• Texto da página:
= = = = =

Começamos esta carta buscando abrir um diálogo sobre questões latentes há muito tempo, que nos parece que não podem mais ser adiadas. Um diálogo sobre as diferenças e sobre situações desconfortáveis e recorrentes que precisam ser revistas, inclusive dentro da Rede Magdalena. Em nossa primeira edição do Encontro Internacional de Mulheres da Cena - Reverbe, em Curitiba, Brasil, o racismo aconteceu e gerou movimentos, como o cancelamento de um espetáculo, a abertura de uma roda de conversa e a escrita, a muitas mãos, desta carta.

Por aqui todas fazemos parte desta grande rede de mulheres de teatro, que existe há tantos anos chamada The Magdalena Project. Nos últimos anos a rede se ampliou muito, em especial na América Latina, trazendo uma imensa variedade de festivais em países como Brasil, Chile, Argentina, Peru, Colômbia e Equador. Este crescimento possibilitou muitos intercâmbios, contribuindo para a manutenção da rede, que segue se multiplicando e se atualizando. Tais festivais ofereceram muitos convites também a artistas europeias para compartilharem seus trabalhos, visões e visitarem estes países. É inegável a riqueza gerada pelo encontro de culturas e o quanto a rede se fortalece justamente por esta pluralidade.

No entanto, alguns temas estão pulsando há algum tempo e merecem uma reflexão mais direcionada e profunda para avançar no que pode ser uma rede internacional de mulheres das artes cênicas, que tem a ver com referências, visões de mundo e como se expressar em diferentes contextos, respeitando o lugar onde se está. Esta carta é um convite para a abertura de espaços possíveis de (re)existência.

= = = = =

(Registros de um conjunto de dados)
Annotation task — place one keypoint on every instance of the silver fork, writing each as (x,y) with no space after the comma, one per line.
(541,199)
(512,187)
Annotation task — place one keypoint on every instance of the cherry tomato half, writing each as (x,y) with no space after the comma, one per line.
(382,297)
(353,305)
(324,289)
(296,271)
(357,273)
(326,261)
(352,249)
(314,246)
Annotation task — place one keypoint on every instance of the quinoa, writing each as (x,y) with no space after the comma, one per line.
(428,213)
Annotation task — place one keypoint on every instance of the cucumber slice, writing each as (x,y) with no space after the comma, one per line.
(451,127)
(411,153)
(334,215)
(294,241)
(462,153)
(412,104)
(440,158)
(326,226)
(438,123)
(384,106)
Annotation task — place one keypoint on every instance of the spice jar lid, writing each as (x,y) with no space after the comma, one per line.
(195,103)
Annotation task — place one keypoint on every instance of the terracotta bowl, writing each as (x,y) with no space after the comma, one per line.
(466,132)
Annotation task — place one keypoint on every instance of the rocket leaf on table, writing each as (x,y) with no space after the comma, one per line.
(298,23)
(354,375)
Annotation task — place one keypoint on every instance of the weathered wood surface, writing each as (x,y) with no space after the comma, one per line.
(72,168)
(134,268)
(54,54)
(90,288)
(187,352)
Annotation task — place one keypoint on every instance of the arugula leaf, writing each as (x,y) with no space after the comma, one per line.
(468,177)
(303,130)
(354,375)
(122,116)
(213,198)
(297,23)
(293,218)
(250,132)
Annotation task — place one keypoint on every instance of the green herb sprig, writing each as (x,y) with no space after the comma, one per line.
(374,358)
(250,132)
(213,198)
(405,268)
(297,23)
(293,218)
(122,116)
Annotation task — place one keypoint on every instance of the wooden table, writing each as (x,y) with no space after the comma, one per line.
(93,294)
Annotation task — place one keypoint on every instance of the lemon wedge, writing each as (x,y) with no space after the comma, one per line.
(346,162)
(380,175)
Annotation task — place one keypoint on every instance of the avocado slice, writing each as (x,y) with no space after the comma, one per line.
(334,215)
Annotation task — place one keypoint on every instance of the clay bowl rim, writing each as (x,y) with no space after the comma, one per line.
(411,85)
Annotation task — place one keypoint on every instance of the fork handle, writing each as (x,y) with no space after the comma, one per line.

= = = = =

• Enunciado: Retome a carta sobre o racismo na Rede Magdalena e continue-a a partir da última frase. Os registros são um material à parte, independente da carta.

• Resposta redigida:
Para tanto, é importante contextualizar de onde falamos. Quando os portugueses invadiram o território brasileiro em 1500, encontraram por aqui povos indígenas de várias etnias, com culturas, comportamentos e idiomas distintos. Foram recebidos, convidados a entrar. Eventualmente, os recém chegados, os exterminaram ou escravizaram a todos. A professora da Universidade Federal do Sul e Sudeste do Pará (UNIFESSPA) Flávia Lisbôa sinaliza "É importante não perder de vista que a dominação europeia é uma ação imperial para ampliar seus domínios territoriais, a tomada do território hoje chamado Brasil nada mais foi do que o roubo dos territórios indígenas, imputando aos nativos a condição de inimigos de guerra, um povo “conquistado” por meio da extinção/aniquilamento a partir de 1500 e que nunca cessou, ressalvando os refinamentos ocorridos na forma como o genocídio se perpetua na atualidade.” (2020)

Mais tarde sequestraram e trouxeram para cá à força por aproximadamente 300 anos, nações africanas para trabalhar nas ricas terras brasileiras. Indígenas, africanos e os invasores brancos constituem a essência do povo brasileiro, a tão falada miscigenação, construída pela violência e por um projeto político de embranquecimento do povo brasileiro. Até hoje a maioria da população negra está nas periferias, constituindo a camada mais pobre do país. Nas palavras da importante pensadora brasileira Lélia Gonzalez, "o racismo latino-americano é suficientemente sofisticado para manter negros e índios na condição de segmentos subordinados no interior das classes mais exploradas, graças a sua forma ideológica mais eficaz: a ideologia do branqueamento. Veiculada pelos meios de comunicação de massa e pelos aparelhos ideológicos tradicionais, ela reproduz e perpetua a crença de que as classificações e os valores do Ocidente branco são os únicos verdadeiros e universais." (1988, p. 73).

Professores conscientes do seu papel de educadores, realizam narrativas mais coerentes em relação ao processo de colonização no nosso país, mas ainda hoje, nas escolas brasileiras, se ensina sobre o "descobrimento" do Brasil, ao invés de se falar de invasão e genocídio. Como se ensina sobre este período histórico na Europa? O que se ensina sobre este grande continente europeu que "conquistou" grande parte do mundo? E o que ensinam nas escolas europeias sobre a América Latina?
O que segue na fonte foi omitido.